**Written request:** Reproduce the rows starting at the line containing "Spot the bottle" and ending at the last row, keeping the text lines unchanged and adding 97 to every coordinate value in the polygon outlines.

Collected data
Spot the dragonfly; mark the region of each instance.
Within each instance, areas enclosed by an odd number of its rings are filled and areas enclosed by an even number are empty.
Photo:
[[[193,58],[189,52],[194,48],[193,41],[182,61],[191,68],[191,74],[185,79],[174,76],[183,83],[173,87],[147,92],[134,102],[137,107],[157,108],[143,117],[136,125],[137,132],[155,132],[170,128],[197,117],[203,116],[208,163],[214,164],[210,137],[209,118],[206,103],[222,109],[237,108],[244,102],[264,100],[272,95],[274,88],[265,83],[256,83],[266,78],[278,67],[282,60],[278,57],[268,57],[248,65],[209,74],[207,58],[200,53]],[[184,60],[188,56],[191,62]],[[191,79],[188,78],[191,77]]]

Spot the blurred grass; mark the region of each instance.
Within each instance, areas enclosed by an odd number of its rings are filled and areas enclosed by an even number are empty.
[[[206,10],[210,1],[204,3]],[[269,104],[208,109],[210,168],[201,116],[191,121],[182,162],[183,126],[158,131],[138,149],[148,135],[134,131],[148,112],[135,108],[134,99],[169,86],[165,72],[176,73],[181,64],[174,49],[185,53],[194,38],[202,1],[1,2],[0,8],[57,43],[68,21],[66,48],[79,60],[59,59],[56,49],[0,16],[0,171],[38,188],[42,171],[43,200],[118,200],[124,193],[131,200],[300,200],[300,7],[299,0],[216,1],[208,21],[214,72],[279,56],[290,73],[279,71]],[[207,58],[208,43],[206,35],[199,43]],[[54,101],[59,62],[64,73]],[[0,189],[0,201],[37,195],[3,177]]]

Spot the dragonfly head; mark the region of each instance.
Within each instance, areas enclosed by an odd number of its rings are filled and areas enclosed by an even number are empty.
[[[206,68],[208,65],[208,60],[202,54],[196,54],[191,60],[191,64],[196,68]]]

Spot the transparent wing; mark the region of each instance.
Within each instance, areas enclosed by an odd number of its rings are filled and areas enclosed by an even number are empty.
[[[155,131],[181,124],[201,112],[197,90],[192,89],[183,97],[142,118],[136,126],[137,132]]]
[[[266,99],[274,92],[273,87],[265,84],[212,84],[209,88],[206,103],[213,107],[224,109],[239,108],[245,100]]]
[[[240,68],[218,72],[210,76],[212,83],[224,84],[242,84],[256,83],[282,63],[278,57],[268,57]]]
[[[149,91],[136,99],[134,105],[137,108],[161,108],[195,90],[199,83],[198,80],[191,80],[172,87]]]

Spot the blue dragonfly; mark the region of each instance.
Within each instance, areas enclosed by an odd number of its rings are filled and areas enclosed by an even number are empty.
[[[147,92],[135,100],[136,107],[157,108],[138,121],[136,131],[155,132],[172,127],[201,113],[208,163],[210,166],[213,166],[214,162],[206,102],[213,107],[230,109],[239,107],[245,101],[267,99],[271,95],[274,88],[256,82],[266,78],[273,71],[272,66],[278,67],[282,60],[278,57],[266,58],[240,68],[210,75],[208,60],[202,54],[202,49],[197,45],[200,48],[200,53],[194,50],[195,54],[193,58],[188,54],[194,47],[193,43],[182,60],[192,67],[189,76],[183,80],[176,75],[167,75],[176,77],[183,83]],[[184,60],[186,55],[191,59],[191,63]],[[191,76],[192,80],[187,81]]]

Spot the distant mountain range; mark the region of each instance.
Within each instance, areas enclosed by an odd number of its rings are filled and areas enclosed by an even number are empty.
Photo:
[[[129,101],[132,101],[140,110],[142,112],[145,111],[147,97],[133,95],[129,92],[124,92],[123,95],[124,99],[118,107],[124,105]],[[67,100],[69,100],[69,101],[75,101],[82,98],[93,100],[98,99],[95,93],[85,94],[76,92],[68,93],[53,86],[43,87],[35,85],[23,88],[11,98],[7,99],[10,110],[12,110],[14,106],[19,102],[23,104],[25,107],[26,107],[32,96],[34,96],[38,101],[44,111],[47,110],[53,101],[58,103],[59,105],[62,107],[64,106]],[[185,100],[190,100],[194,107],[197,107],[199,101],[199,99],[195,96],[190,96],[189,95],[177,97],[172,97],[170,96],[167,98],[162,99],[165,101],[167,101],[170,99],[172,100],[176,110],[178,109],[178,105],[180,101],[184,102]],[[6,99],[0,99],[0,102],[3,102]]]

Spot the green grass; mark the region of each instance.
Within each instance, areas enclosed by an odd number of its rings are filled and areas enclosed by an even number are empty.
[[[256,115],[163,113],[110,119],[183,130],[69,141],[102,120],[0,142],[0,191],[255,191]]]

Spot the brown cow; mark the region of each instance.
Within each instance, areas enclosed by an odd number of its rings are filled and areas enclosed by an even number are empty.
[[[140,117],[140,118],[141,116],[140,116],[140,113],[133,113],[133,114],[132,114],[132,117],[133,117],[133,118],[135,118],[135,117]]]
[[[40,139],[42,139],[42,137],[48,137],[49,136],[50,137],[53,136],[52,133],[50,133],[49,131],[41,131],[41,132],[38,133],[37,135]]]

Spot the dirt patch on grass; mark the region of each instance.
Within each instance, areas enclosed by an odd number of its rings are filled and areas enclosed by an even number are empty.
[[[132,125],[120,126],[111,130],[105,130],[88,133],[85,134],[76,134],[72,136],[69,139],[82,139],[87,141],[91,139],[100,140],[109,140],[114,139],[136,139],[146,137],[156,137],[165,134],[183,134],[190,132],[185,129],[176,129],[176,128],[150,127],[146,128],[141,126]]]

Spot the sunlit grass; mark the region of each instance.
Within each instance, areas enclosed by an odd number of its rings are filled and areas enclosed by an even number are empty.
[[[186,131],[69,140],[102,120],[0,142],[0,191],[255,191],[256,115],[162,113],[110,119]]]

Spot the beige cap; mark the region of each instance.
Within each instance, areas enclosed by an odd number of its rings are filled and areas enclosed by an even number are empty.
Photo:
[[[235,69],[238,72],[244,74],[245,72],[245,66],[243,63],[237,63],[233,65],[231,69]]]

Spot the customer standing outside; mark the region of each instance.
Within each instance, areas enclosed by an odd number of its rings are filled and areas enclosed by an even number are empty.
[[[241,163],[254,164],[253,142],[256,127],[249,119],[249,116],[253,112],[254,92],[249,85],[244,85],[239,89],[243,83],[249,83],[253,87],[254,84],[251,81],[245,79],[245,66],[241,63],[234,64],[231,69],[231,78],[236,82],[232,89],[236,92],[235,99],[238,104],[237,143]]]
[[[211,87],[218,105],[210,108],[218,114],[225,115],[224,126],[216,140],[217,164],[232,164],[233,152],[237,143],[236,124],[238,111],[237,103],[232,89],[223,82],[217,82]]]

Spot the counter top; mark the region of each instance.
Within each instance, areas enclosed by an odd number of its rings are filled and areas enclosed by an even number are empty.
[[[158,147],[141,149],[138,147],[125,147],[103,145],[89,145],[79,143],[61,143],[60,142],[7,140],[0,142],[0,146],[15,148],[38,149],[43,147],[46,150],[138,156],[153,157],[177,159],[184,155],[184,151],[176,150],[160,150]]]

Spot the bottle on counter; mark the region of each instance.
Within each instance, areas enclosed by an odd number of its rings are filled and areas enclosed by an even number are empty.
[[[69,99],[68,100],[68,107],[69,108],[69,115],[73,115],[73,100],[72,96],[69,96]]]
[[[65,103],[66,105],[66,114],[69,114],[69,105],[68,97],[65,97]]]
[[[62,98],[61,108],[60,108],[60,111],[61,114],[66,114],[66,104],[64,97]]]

**Response to the task:**
Spot the bottle on counter; mark the region of each instance.
Within each instance, areas enclosed by an odd number of its rings are filled and areas enclosed by an even number are empty.
[[[166,196],[165,197],[165,204],[166,205],[166,212],[170,212],[170,197],[169,193],[166,193]]]
[[[162,200],[163,202],[163,211],[166,211],[166,202],[165,194],[162,194]]]
[[[159,195],[158,205],[157,205],[157,208],[158,211],[163,211],[163,201],[161,194]]]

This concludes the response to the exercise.